Written problem
Copy the records below word for word, all of them, and leave out the pictures.

------------------------------------------------

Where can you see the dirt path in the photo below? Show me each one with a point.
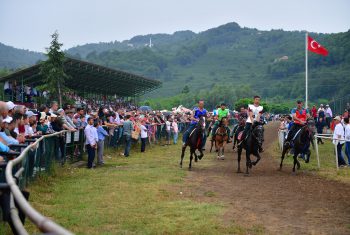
(280, 202)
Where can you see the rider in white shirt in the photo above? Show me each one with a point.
(254, 114)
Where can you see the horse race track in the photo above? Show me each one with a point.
(278, 202)
(149, 194)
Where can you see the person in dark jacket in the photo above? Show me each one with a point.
(320, 124)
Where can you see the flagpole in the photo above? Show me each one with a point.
(306, 65)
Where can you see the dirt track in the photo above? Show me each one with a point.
(281, 202)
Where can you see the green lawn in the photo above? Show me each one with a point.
(137, 195)
(327, 161)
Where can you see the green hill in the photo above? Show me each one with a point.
(271, 63)
(12, 58)
(229, 62)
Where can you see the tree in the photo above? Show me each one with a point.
(185, 90)
(53, 70)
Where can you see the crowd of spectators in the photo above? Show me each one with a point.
(328, 123)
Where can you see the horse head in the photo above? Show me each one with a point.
(310, 125)
(201, 123)
(258, 133)
(223, 121)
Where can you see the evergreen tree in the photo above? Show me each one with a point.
(53, 70)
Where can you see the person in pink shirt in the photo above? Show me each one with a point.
(175, 129)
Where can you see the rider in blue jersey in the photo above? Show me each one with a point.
(197, 113)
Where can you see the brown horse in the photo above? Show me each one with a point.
(220, 138)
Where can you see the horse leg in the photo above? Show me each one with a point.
(191, 158)
(308, 153)
(223, 151)
(218, 151)
(201, 154)
(239, 159)
(295, 158)
(195, 157)
(248, 162)
(182, 155)
(257, 159)
(284, 151)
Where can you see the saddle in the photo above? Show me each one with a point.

------------------------------------------------

Full answer
Where can you see the dirt path in the photo below? Show me each one with a point.
(280, 202)
Where can you see the rider in white shirt in the photo above? Show me each one with a point.
(254, 114)
Where can you see the horse race track in the photo above? Show me each one with a point.
(278, 202)
(149, 194)
Where can you see the person in dark jacket in the photo above? Show me each one with a point.
(320, 124)
Where can you see the flagpole in the photo above? Show me each one with a point.
(306, 65)
Where can you see the dirt track in the photo above? Show me each one with a point.
(281, 202)
Where can you see the green lawn in the photo above? Show me each one with a point.
(137, 195)
(327, 161)
Where can you see the green hill in the photo above? Show me each one with a point.
(271, 63)
(12, 58)
(229, 62)
Where can you see the tree in the photo above? Show me each one with a point.
(185, 90)
(53, 70)
Where can you see the crowd of spectators in the photo above? Show me each one with a point.
(328, 123)
Where can you see the horse head in the photo above? Show me each one with a point.
(310, 125)
(201, 123)
(258, 133)
(223, 121)
Where can you see the evergreen tree in the photo above? Show me each one with a point.
(53, 70)
Where can you see the person in pink shirt in the photo above? Show me each one with a point.
(175, 129)
Where can you see the rider in blue jersey in the photo above? Show me each one with a point.
(197, 113)
Where can you see the brown horse in the photo above? Show me each one with a point.
(220, 138)
Where can you see the horse leg in the photo above? Show me each one with a point.
(191, 158)
(308, 153)
(223, 151)
(218, 151)
(201, 154)
(239, 159)
(295, 158)
(195, 157)
(248, 162)
(182, 155)
(257, 159)
(284, 151)
Where can you see the saddle in the photo above? Show me each one with a point.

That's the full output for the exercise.